Requirement -
Once you find the line that contains "Get metal workbench", transcribe it and each line after it through the end of the listing, exactly as written.

Supplied material -

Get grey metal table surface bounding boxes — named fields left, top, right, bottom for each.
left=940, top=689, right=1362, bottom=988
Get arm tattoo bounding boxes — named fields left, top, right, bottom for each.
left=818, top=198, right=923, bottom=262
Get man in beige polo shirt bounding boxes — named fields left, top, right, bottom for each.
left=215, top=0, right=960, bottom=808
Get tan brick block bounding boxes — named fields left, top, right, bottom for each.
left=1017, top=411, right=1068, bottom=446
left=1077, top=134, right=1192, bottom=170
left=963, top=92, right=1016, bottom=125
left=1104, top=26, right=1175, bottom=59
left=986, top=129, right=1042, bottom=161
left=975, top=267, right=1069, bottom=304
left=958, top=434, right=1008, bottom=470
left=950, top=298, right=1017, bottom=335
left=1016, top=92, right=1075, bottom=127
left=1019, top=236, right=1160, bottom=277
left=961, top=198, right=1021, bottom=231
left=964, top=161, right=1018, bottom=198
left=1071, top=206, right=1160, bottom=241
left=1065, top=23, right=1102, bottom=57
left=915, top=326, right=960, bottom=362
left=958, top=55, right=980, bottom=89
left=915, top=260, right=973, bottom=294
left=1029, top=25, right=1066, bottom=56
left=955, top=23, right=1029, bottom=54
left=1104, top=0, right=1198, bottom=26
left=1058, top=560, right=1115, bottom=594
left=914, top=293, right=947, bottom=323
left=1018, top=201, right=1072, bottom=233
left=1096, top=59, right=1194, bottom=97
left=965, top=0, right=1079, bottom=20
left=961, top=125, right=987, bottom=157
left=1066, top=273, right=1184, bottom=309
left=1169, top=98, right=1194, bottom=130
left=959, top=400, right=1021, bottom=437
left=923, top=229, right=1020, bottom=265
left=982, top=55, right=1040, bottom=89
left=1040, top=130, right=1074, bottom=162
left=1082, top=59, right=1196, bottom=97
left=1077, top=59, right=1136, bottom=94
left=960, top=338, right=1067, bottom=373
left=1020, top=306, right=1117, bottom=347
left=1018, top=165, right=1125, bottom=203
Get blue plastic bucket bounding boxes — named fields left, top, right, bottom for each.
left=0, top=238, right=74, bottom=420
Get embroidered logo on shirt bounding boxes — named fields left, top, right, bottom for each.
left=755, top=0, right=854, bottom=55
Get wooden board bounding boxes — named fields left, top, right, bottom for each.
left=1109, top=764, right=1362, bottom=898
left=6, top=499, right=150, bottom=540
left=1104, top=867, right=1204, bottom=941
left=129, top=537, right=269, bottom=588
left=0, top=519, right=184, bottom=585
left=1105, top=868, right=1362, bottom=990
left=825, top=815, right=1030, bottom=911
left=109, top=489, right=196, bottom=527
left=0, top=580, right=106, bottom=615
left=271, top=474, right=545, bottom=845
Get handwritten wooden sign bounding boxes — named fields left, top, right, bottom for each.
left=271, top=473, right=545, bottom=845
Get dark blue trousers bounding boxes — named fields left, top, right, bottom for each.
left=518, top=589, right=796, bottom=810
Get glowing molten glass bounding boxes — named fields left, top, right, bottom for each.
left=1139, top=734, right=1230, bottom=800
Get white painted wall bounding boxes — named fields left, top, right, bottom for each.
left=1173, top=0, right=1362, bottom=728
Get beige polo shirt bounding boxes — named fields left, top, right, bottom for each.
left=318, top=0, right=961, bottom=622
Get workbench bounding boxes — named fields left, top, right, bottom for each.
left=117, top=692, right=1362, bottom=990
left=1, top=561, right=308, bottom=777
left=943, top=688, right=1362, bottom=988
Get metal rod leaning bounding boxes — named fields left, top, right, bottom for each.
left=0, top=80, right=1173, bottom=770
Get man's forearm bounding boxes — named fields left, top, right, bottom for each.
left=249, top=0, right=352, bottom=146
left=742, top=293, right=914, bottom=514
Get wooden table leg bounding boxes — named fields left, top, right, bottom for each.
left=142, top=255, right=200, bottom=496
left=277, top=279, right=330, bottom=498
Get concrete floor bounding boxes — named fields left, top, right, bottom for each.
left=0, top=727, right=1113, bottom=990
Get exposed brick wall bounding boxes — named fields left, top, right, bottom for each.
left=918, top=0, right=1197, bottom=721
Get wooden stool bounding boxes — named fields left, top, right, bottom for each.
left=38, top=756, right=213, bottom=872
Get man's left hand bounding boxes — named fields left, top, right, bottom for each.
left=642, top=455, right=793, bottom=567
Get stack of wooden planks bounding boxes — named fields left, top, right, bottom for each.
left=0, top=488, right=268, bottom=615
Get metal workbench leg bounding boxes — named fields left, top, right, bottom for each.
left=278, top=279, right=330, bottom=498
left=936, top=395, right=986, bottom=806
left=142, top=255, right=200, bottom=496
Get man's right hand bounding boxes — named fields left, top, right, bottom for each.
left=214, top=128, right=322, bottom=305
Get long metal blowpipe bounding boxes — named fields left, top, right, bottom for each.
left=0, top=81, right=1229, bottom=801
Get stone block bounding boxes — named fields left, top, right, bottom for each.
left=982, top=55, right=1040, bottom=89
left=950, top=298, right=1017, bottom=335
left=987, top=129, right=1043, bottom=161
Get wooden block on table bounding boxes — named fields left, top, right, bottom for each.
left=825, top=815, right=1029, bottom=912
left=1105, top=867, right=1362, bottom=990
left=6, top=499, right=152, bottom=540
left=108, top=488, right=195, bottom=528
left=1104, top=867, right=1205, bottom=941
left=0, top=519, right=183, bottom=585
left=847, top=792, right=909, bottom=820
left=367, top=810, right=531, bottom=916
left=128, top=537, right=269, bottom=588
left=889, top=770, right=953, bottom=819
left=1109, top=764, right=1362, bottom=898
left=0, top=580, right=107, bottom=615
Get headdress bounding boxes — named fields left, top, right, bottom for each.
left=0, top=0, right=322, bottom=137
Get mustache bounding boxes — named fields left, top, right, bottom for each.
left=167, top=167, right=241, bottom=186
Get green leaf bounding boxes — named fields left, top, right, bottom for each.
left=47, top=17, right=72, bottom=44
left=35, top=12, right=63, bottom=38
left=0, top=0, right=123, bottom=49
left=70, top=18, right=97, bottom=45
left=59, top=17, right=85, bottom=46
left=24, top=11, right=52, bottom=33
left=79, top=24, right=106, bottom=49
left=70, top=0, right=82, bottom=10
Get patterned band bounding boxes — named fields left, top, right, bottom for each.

Solution to the exercise -
Get metal workbench leg bounding boxes — named fields left, top, right, bottom for each.
left=278, top=279, right=330, bottom=498
left=936, top=395, right=986, bottom=806
left=142, top=255, right=200, bottom=496
Get man's right hand bounding boxes — named fields left, top, right, bottom for each.
left=214, top=128, right=322, bottom=305
Get long metal blowpipe bounding boxes — named fields left, top, right, bottom for each.
left=0, top=81, right=1229, bottom=801
Get stone block bounding boxes — named fields left, top, right, bottom for each.
left=982, top=55, right=1040, bottom=89
left=950, top=298, right=1017, bottom=335
left=987, top=129, right=1043, bottom=161
Get wooden block on table bounding boxes — named fields left, top, right, bottom for each.
left=825, top=815, right=1029, bottom=912
left=1105, top=867, right=1362, bottom=990
left=6, top=499, right=152, bottom=540
left=108, top=488, right=195, bottom=528
left=1104, top=867, right=1205, bottom=941
left=0, top=519, right=183, bottom=585
left=847, top=792, right=909, bottom=820
left=367, top=810, right=531, bottom=916
left=128, top=537, right=269, bottom=588
left=889, top=770, right=953, bottom=819
left=1109, top=764, right=1362, bottom=898
left=0, top=580, right=107, bottom=615
Get headdress bounding boxes — named fields left, top, right, bottom for each.
left=0, top=0, right=322, bottom=137
Get mustache bounding boxes — named fields left, top, right, bottom for each.
left=167, top=167, right=241, bottom=186
Get green leaf bounding boxes — named fields left, top, right, bottom for each.
left=47, top=17, right=72, bottom=44
left=35, top=12, right=63, bottom=38
left=0, top=0, right=123, bottom=49
left=70, top=18, right=97, bottom=45
left=59, top=17, right=85, bottom=46
left=24, top=11, right=52, bottom=33
left=79, top=24, right=106, bottom=49
left=70, top=0, right=82, bottom=10
Get patterned band bounding boxes — named fields left, top, right, bottom for each.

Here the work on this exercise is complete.